Region pointing data:

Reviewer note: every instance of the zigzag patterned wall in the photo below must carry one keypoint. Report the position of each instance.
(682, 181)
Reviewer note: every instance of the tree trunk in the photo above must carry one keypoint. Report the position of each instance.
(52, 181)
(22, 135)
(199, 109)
--
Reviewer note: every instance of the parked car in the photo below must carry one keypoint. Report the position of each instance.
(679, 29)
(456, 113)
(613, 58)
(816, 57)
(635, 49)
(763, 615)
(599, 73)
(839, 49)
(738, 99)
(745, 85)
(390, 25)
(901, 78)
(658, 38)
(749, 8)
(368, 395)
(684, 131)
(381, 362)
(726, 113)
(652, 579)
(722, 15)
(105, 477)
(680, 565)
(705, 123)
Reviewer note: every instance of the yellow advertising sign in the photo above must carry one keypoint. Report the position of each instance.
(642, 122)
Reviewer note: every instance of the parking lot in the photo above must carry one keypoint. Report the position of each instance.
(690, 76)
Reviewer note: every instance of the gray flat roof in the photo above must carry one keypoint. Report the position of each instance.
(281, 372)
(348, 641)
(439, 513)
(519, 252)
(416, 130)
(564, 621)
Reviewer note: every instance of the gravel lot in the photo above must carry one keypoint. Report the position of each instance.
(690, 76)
...
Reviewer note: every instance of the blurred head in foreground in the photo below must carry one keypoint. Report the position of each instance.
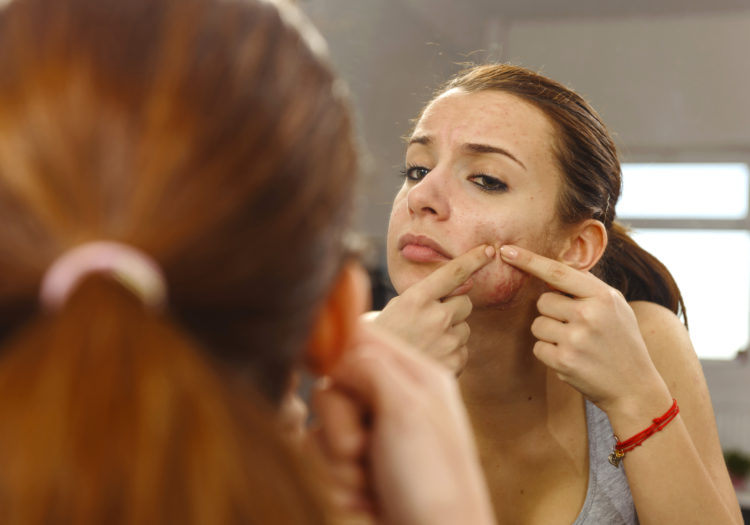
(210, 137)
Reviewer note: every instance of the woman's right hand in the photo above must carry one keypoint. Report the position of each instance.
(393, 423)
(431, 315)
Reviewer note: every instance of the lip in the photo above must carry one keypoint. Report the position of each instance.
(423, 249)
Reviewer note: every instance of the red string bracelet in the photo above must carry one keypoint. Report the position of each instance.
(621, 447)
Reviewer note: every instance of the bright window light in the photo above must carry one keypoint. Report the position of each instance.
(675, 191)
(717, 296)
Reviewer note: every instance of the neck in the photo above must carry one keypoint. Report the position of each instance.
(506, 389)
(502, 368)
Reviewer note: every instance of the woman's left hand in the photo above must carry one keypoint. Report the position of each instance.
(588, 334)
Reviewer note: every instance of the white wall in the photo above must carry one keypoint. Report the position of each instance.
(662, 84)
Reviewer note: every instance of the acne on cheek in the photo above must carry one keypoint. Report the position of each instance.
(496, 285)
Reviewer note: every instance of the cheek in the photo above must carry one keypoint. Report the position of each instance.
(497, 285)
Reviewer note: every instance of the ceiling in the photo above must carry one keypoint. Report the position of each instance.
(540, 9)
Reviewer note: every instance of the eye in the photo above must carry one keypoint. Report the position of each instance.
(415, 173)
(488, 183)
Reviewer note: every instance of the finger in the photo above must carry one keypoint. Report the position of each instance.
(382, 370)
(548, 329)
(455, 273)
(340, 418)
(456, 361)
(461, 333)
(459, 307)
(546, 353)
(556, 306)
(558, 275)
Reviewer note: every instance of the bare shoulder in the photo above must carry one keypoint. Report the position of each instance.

■ **Task requirements**: Using the data above, transcribe the lines that run from the line with "Reviewer note: every instance of the ceiling" to the line with "Reviewer note: every instance of the bare", both ends kept, and output nothing else.

■ **Written answer**:
Reviewer note: every instance of the ceiling in the photo above must carry one keypoint. Report the position of each instance.
(540, 9)
Reviewer note: every instance of the eye in the photo above must carry one keypoint. Report the position of each instance.
(415, 173)
(488, 183)
Reviewer note: every instance of the finger in the photo above must carry one keypoint. Report the position of each instance.
(382, 370)
(548, 329)
(455, 273)
(340, 418)
(456, 361)
(461, 333)
(459, 307)
(546, 353)
(556, 306)
(558, 275)
Reviewer note: every instance of the bare shoulder in the photo above must carry one keypoint. Report the position of each instance.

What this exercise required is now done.